Zu lesender Auszug:
Hinsichtlich des Bescheides des Antragsgegners vom 06. Februar 2004 hält die Kammer den Ausgang des Hauptverfahrens derzeit für offen. Es ist möglicherweise denkbar, dass im Widerspruchsverfahren die Einholung eines weiteren Gutachtens für erforderlich gehalten wird. Die Kammer stützt ihre Entscheidung deshalb insoweit in diesem auf vorläufigen Rechtsschutz gerichteten Verfahren ausschließlich auf eine Abwägung der sich gegenüber stehenden Belange. Dem Interesse des beigeladenen Vereins an der Wiederaufnahme des Modellflugbetriebes kommt zwar ein gewisses Gewicht zu, diesem wird jedoch in einem nicht unerheblichen Umfang dadurch Genüge getan, dass er die Erlaubnis vorläufig weiter in dem Umfang nutzen kann, wie sie durch den Bescheid vom 07. Juli 2003 genehmigt wurde. Insoweit ist es dem Antragsteller auch ohne weiteres zuzumuten, die Bestandskraft des angefochtenen Bescheides abzuwarten, weil eine Beeinträchtigung nach Ansicht der Kammer ohnehin kaum gegeben sein dürfte und weil er die sich insoweit möglicherweise ergebenden Belästigungen auch bereits in dem Zeitraum von Juli 2003 bis März 2004 hingenommen hat, ohne sie zu beanstanden. Dem Beigeladenen ist es dagegen zuzumuten, seinen Betrieb zunächst lediglich in dieser Form wiederaufzunehmen und die mögliche Bestandskraft des Bescheides hinsichtlich des im nördlichen Bereich befindlichen Flugsektors abzuwarten.

15

Die Kostenentscheidung ergibt sich aus § 155 Abs. 1, 154 Abs. 3 und 162 Abs. 3 VwGO. Es erschien billig, die außergerichtlichen Kosten des Beigeladenen für erstattungsfähig zu erklären, weil dieser als notwendig Beigeladener in das Verfahren einbezogen werden musste und zudem einen eigenen Antrag gestellt hat. Im Hinblick darauf, dass der Antragsteller mit seinem Antrag die Einstellung des gesamten Flugbetriebes erreichen wollte, obwohl eine rechtlich relevante Beeinträchtigung hinsichtlich des größeren Teils nicht gegeben ist, hat er die Kosten des Verfahrens diesem Anteil entsprechend zu tragen.

Streitwertbeschluss:

Der Streitwert wird auf 2.000,00 EUR festgesetzt.

Die Festsetzung des Streitwertes beruht auf den §§ 13 a.F., 72 Nr. 2 n.F. GKG, wobei für dieses vorläufige Rechtsschutzverfahren auf die Hälfte des Regelstreitwertes erkannt wurde.

Inhalt der Auflistung:
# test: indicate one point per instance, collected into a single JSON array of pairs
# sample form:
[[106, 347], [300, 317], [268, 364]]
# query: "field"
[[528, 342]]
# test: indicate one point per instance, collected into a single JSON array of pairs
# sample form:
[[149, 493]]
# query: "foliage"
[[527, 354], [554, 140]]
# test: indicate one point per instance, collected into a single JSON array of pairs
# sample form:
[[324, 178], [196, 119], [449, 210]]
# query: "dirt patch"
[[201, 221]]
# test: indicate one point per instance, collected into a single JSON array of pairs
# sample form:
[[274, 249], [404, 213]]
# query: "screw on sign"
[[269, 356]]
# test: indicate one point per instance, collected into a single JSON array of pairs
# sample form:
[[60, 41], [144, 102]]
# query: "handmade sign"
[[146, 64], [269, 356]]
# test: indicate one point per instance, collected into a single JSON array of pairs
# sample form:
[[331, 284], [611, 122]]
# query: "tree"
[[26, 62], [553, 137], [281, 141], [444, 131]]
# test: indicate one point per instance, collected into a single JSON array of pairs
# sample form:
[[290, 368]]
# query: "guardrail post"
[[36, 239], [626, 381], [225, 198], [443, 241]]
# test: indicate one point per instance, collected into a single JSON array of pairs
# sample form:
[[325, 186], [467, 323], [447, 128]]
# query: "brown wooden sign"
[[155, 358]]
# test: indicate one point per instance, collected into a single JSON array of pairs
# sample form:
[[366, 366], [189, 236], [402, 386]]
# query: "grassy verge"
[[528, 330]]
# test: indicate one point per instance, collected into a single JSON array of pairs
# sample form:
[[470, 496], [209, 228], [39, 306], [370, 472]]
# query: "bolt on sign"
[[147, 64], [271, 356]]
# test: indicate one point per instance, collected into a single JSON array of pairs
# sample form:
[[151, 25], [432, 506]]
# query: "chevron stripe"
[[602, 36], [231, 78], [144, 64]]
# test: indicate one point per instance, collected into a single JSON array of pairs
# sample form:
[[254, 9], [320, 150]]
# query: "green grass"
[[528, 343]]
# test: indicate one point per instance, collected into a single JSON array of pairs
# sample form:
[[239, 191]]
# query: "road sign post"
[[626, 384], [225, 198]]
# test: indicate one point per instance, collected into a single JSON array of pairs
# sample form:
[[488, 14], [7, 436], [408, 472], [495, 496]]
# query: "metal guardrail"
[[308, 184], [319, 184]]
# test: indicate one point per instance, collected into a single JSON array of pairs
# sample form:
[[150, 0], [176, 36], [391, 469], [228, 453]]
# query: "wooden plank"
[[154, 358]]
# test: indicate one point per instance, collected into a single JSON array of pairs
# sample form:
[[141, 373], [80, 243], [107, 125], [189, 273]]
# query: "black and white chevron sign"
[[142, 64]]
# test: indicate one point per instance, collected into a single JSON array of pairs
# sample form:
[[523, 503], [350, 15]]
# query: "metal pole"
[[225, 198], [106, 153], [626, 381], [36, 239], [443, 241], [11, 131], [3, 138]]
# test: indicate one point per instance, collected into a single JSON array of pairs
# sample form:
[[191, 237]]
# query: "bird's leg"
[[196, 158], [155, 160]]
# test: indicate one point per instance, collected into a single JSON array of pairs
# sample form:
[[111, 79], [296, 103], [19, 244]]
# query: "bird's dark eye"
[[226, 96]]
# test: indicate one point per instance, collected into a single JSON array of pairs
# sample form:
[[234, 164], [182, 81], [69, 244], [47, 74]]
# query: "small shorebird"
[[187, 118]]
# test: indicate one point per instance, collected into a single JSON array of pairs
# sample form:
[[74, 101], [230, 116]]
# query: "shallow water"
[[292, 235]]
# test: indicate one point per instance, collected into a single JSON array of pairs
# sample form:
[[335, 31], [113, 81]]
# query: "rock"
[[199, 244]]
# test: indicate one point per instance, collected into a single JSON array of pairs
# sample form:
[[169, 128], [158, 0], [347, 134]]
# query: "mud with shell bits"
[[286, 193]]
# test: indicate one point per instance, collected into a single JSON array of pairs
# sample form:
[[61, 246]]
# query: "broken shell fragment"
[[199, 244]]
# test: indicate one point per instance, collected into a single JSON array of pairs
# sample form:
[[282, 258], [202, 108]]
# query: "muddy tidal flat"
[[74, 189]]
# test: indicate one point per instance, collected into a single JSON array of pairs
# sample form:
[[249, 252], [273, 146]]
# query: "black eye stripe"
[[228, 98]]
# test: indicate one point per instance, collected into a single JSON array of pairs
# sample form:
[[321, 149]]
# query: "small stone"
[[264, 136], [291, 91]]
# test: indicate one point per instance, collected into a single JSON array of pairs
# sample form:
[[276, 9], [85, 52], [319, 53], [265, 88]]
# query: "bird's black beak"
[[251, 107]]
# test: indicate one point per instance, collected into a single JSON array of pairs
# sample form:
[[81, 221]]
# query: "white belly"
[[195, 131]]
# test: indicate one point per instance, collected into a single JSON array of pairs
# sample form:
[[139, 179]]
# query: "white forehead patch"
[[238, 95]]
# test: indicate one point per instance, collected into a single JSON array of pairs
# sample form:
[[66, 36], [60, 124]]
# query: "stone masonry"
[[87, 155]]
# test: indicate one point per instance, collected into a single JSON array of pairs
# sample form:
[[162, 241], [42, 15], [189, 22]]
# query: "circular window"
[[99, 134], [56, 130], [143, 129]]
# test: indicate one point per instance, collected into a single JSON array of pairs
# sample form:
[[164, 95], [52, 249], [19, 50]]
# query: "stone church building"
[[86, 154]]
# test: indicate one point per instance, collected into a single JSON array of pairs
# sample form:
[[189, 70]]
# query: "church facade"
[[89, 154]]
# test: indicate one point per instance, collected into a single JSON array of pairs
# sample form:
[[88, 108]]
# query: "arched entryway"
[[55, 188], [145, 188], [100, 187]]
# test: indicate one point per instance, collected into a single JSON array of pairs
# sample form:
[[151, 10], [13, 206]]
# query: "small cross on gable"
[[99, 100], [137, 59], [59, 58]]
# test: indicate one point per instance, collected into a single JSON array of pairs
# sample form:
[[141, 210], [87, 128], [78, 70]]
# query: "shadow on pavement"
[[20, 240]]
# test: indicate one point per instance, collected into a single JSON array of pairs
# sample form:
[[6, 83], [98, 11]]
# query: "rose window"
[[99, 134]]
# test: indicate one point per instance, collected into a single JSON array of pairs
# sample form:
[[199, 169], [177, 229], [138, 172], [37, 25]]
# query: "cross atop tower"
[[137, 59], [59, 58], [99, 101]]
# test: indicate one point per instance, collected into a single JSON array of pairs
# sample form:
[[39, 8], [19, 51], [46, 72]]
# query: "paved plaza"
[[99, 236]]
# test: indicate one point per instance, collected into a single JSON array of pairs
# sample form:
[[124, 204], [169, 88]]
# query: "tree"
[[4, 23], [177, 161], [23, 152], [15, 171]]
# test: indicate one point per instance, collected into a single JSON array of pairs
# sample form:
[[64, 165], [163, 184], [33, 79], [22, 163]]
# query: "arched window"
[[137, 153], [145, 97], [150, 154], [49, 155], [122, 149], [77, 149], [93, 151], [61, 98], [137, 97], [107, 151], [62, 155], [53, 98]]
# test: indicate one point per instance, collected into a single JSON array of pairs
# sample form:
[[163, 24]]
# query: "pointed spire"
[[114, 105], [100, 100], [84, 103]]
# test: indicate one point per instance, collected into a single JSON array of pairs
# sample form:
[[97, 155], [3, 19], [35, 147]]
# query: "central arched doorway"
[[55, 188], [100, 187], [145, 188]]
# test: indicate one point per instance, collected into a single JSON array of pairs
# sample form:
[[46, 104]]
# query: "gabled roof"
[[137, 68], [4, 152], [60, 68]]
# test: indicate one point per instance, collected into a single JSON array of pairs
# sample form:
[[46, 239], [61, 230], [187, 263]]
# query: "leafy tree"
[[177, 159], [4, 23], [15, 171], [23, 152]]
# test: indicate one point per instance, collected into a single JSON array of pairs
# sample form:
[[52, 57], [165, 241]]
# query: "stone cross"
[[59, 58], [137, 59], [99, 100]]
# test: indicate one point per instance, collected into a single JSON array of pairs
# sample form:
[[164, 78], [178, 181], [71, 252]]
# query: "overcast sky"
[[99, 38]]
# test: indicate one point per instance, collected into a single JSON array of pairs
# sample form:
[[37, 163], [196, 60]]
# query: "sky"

Arbeitsauftrag 1: Auf welchen Betrag wird der Streitwert im Beschlussauszug festgesetzt?
Arbeitsauftrag 2: Gib den Beschlussauszug von "Der Streitwert wird" bis hinunter zu "Regelstreitwertes erkannt wurde." erneut wieder und tausche dabei "vorläufige" gegen "einstweilige" aus.

Antwortbereich 1: Der Streitwert wird auf 2.000,00 EUR festgesetzt.

Antwortbereich 2:
Der Streitwert wird auf 2.000,00 EUR festgesetzt.

Die Festsetzung des Streitwertes beruht auf den §§ 13 a.F., 72 Nr. 2 n.F. GKG, wobei für dieses einstweilige Rechtsschutzverfahren auf die Hälfte des Regelstreitwertes erkannt wurde.